>>>>>

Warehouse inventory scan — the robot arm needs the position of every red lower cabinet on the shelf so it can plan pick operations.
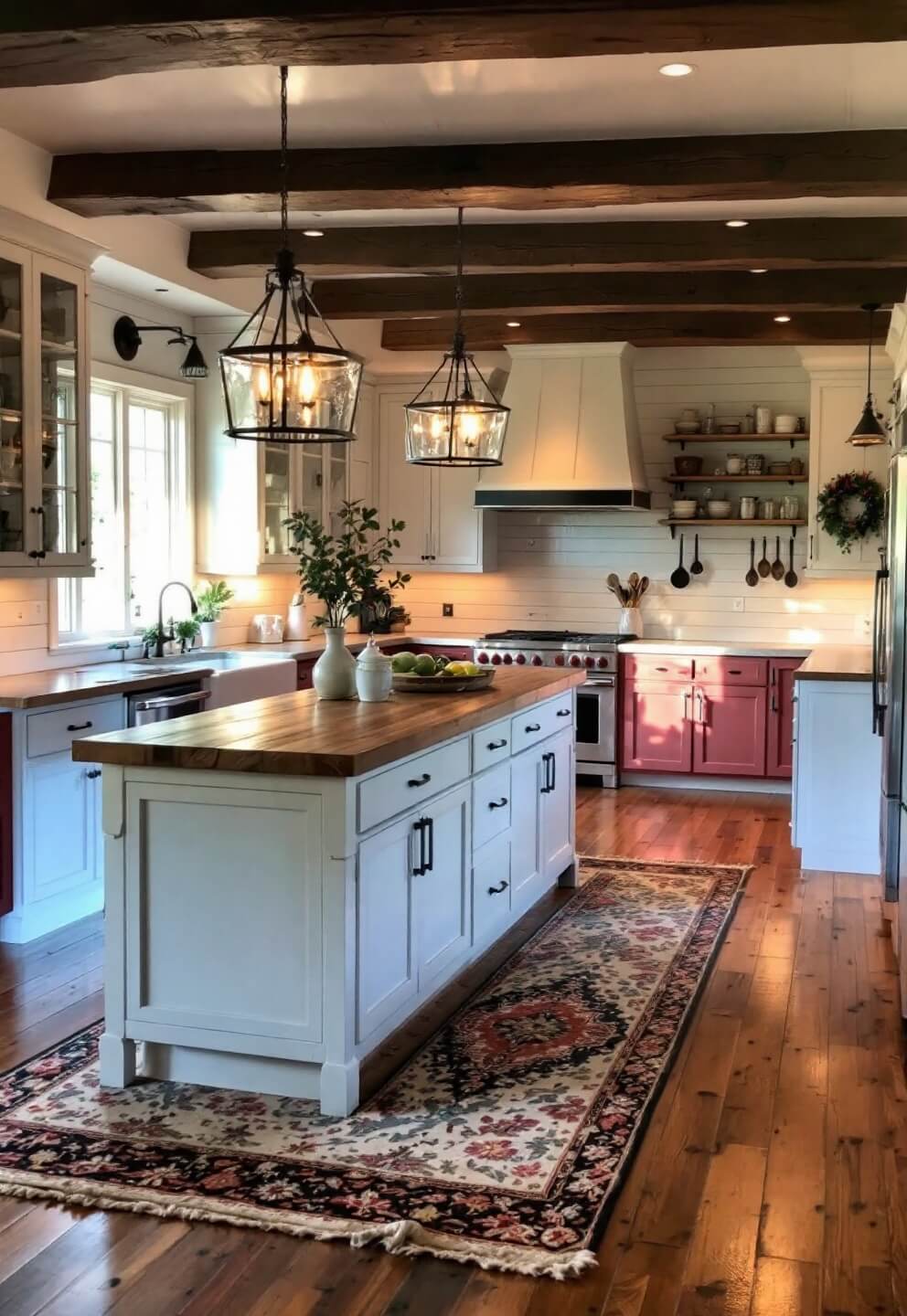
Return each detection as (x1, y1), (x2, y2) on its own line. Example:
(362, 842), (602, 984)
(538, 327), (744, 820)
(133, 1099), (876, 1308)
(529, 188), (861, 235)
(620, 680), (692, 772)
(765, 658), (803, 777)
(692, 685), (769, 777)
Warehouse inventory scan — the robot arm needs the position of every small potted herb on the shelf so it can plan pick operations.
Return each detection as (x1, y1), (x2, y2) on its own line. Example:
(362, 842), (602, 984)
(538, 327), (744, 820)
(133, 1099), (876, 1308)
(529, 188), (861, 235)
(283, 500), (410, 699)
(197, 580), (233, 649)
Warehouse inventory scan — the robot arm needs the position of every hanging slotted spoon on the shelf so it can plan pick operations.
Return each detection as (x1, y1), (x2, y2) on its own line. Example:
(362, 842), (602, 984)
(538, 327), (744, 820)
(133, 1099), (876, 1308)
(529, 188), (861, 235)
(755, 536), (772, 580)
(743, 539), (760, 586)
(772, 535), (784, 580)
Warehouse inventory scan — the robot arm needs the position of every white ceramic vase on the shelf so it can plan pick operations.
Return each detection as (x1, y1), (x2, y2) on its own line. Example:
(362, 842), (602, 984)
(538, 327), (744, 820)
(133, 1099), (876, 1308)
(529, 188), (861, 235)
(617, 608), (643, 640)
(312, 626), (356, 699)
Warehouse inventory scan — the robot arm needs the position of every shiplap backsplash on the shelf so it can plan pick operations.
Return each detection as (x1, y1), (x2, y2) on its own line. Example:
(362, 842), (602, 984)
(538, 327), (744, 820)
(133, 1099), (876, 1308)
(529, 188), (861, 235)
(373, 347), (871, 643)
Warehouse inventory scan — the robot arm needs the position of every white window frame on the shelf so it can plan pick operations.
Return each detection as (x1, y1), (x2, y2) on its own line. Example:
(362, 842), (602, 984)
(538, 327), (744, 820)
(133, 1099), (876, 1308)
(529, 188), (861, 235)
(48, 362), (195, 653)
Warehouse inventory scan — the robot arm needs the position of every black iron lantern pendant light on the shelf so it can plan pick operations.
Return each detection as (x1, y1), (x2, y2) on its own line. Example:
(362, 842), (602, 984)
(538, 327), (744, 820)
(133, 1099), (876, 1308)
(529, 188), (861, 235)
(848, 302), (889, 448)
(404, 206), (511, 466)
(219, 66), (362, 443)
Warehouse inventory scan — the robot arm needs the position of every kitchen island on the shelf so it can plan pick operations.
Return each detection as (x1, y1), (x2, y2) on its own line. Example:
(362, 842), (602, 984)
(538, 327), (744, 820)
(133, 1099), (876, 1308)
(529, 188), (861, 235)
(72, 669), (584, 1115)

<<<<<

▶ [PROBLEM DESCRIPTION]:
Please repeat the lines of the material from the one holding "of every kitchen" through the end of the material, both included, with "pick operations" swapped for "grasp operations" and everything else left unchanged.

▶ [EXPECTED OUTPUT]:
Warehouse inventory scan — the robot arm needs the position of every kitchen island on the shelf so it can plan grasp operations.
Return each detection as (x1, y1), (x2, y2) on its own line. Example:
(362, 842), (602, 984)
(538, 327), (744, 820)
(133, 1099), (876, 1308)
(529, 188), (861, 235)
(72, 669), (584, 1115)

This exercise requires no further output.